:: Supplied passage ::

** BEGIN **

It's gray and drizzling late on a Thursday afternoon as I pull into one of the parking places behind the garden of The Chancellor's House in Bedford. I'm here on a mission: get to know the town some of my ancestors called home 200 years ago and learn more about the lives they lived there.

Lynn George welcomes me out of the rain and into the kitchen of the 1870s Italianate building that University of Pittsburgh chancellor John Bowman purchased as a second home around 1950. Lynn, a theater professional, and her husband, Steve, director of Pittsburgh's Urban Redevelopment Authority from 1973 to 1982, bought it as a retirement home and potential bed and breakfast in 1991 and opened for business in 2002.

It has been about 15 years since I've been to Bedford and I don't recall nearly as much retail vitality then as there is today, helped along partly, Steve says, by the reopening last year of the Bedford Springs Resort and its spa, golf course and restaurants. Antiques shops, upscale clothing stores, an Italian specialty foods store and other boutiques and eateries give Bedford the air of a small resort town.

** END **

:: Stored data ::
** BEGIN **

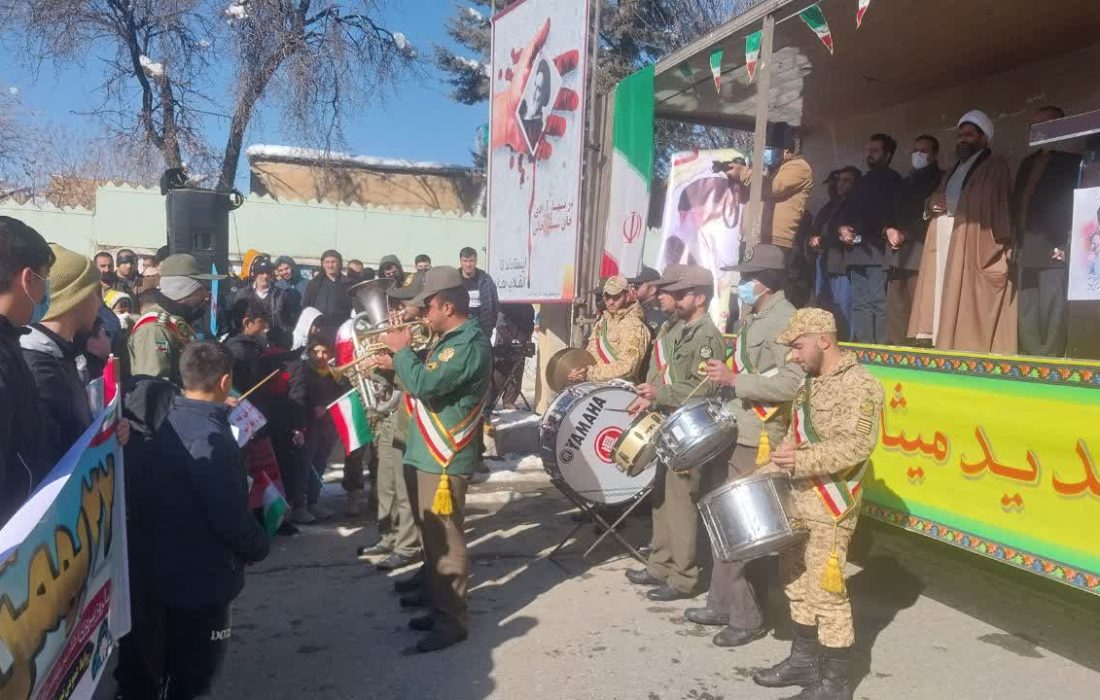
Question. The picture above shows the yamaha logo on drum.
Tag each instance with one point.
(591, 413)
(605, 444)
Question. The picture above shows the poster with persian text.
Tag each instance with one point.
(536, 148)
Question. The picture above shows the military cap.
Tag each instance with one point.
(807, 320)
(615, 285)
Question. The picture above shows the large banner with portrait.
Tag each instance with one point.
(536, 148)
(1085, 247)
(64, 583)
(702, 221)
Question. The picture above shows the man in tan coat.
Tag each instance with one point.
(834, 428)
(966, 298)
(619, 339)
(785, 194)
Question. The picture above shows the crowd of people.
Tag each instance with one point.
(195, 494)
(955, 254)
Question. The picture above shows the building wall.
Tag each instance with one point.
(443, 192)
(1009, 98)
(135, 218)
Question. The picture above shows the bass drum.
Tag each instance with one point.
(578, 439)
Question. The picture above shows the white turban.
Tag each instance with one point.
(980, 120)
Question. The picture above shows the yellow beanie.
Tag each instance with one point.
(72, 279)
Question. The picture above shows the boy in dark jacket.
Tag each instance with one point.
(193, 518)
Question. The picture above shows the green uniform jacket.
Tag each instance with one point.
(451, 384)
(765, 356)
(155, 347)
(694, 343)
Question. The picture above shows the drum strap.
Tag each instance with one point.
(740, 363)
(838, 492)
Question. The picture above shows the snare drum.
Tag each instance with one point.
(578, 438)
(695, 434)
(636, 449)
(750, 517)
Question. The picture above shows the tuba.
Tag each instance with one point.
(376, 390)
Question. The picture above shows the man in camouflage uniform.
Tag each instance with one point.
(619, 339)
(158, 336)
(761, 384)
(834, 428)
(673, 565)
(446, 394)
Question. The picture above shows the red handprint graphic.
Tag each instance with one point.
(525, 124)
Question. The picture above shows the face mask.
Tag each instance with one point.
(41, 307)
(747, 293)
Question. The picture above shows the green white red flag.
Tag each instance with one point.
(631, 174)
(350, 418)
(815, 20)
(860, 11)
(752, 53)
(274, 505)
(716, 68)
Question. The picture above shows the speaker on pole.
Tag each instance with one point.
(198, 223)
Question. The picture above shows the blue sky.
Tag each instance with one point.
(417, 122)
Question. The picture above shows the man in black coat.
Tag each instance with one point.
(1043, 212)
(905, 232)
(328, 292)
(860, 230)
(24, 296)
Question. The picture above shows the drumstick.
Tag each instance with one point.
(697, 386)
(257, 385)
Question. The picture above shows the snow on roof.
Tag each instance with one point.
(296, 153)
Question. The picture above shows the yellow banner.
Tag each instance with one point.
(998, 456)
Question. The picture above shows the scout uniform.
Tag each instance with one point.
(619, 339)
(835, 426)
(446, 396)
(673, 556)
(766, 384)
(157, 338)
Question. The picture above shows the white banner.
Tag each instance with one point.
(1085, 247)
(536, 148)
(702, 221)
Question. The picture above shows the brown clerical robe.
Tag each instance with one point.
(978, 306)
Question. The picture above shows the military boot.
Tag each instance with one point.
(835, 681)
(801, 668)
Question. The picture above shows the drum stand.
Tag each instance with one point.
(592, 514)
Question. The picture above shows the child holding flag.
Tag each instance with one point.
(193, 524)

** END **

:: Goals ::
A - Repeat the Bedford passage starting with "It's gray and" and going on through "they lived there.", switching "drizzling" to "pouring".
B - In the Bedford passage, in what year did Lynn and Steve George open The Chancellor's House for business?

:: Results of the exercise ::
A -
It's gray and pouring late on a Thursday afternoon as I pull into one of the parking places behind the garden of The Chancellor's House in Bedford. I'm here on a mission: get to know the town some of my ancestors called home 200 years ago and learn more about the lives they lived there.

B - 2002